Top Ten Tuesday – Father Figures in Literature


Yes folks, it really is Tuesday yet again. This week’s Top Ten Tuesday theme is Father Figures in Literature. Father’s Day related Freebie:  favorite dads in literature, best father/daughter or son relationships, books to buy your dad, worst dads in literature, etc. etc. Now, as I noted for the Mother’s Day post, there are not many parental figures who survive to be influences in the genres I tend to read. Usually they are dead or absent in general. Be sure to check out The Broke and the Bookish‘s post for more Top Ten Tuesday posts and themes.

Bad: The Song of Achilles by Madeline Miller – Although I absolutely hated this book the entire story couldn’t have happened without Patroclus’ father. He rejected his son and never considered him to be good enough which is a large reason why Patroclus ended up in the court of Achilles’ father. This father figure abandoned his son and cast him aside at the earliest opportunity.

Bad: Caraval by Stephanie Garber – Here we have another example of a bad father figure also in a book that I did not enjoy. None of the story could have happened without Scartlett’s dad. He is painted as a cruel and abusive man and none of the story would have occurred without his abuses toward his daughers. Scarlett would most likely never been put into a situation that led to her leaving her home it he had been a positive and healthy influence.

******

» STATED PROBLEM
Transcribe the passage of the Top Ten Tuesday post between "Top Ten Tuesday –" and "posts and themes.", inclusive.

» SUPPLIED DATA
******

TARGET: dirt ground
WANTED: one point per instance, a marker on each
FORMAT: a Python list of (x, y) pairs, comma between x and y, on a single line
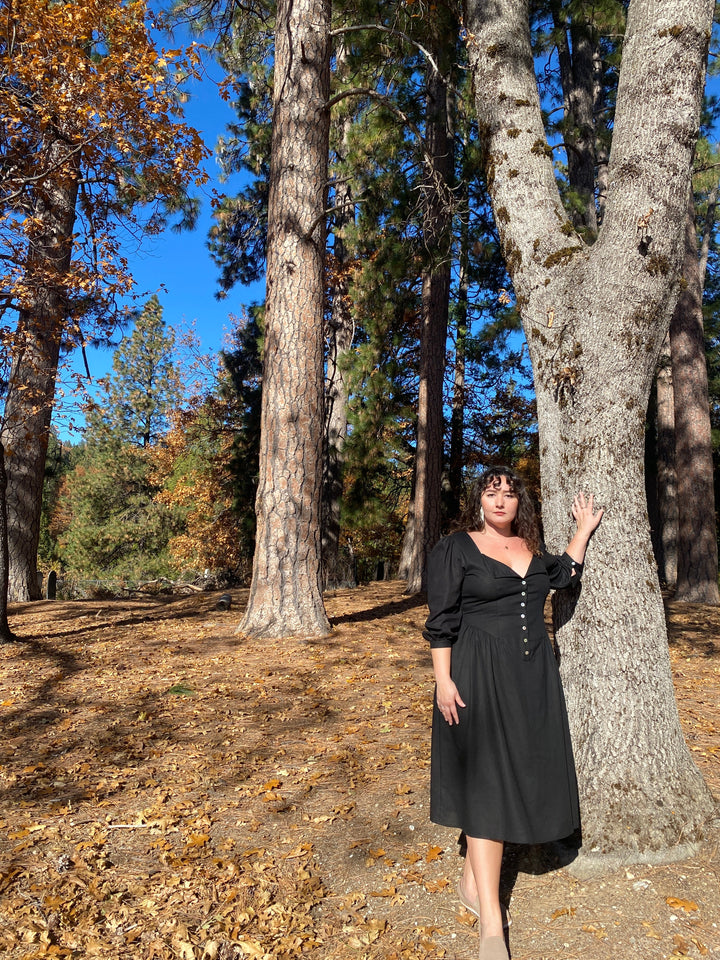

******

» SOLUTION TO THIS TASK
Top Ten Tuesday – Father Figures in Literature


Yes folks, it really is Tuesday yet again. This week’s Top Ten Tuesday theme is Father Figures in Literature. Father’s Day related Freebie:  favorite dads in literature, best father/daughter or son relationships, books to buy your dad, worst dads in literature, etc. etc. Now, as I noted for the Mother’s Day post, there are not many parental figures who survive to be influences in the genres I tend to read. Usually they are dead or absent in general. Be sure to check out The Broke and the Bookish‘s post for more Top Ten Tuesday posts and themes.